◆ Exercise
Copy the rows from the start through the line containing "column 222, row 64", swapping "tail section" for "tail assembly" and leaving everything else unchanged.

◆ Extracted material
=-=-=

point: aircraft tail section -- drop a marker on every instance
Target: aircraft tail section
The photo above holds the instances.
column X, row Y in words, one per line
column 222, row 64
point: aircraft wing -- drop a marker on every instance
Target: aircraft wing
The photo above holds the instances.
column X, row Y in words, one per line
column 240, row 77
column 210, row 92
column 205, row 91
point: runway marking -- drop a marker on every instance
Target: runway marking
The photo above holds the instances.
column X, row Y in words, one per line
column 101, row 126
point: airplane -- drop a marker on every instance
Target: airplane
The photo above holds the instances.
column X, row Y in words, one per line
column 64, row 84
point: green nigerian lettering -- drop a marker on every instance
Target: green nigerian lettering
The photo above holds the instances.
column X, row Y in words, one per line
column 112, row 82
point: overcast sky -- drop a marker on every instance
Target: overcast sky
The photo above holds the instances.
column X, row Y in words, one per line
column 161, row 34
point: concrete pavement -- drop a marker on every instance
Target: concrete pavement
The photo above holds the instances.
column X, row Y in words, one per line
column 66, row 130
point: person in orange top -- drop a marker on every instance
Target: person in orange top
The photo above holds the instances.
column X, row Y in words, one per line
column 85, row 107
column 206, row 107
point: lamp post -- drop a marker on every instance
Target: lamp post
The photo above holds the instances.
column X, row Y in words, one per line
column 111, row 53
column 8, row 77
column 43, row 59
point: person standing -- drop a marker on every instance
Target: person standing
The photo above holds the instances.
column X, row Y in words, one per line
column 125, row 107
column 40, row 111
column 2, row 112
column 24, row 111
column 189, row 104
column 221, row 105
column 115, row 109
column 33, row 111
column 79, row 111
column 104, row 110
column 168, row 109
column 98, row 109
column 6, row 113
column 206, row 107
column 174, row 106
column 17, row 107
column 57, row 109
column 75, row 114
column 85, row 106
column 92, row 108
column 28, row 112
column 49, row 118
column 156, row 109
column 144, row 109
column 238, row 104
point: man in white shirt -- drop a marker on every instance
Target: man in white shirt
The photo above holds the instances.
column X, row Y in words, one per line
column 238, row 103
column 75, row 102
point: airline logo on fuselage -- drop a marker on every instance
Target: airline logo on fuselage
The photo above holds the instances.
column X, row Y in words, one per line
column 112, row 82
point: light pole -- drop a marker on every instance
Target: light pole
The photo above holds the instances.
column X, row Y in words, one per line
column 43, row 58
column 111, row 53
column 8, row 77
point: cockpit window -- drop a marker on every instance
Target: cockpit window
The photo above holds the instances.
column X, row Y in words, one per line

=-=-=

◆ Solution to the exercise
point: aircraft tail assembly -- drop a marker on every instance
Target: aircraft tail assembly
The photo above holds the instances.
column X, row Y in words, one per line
column 222, row 64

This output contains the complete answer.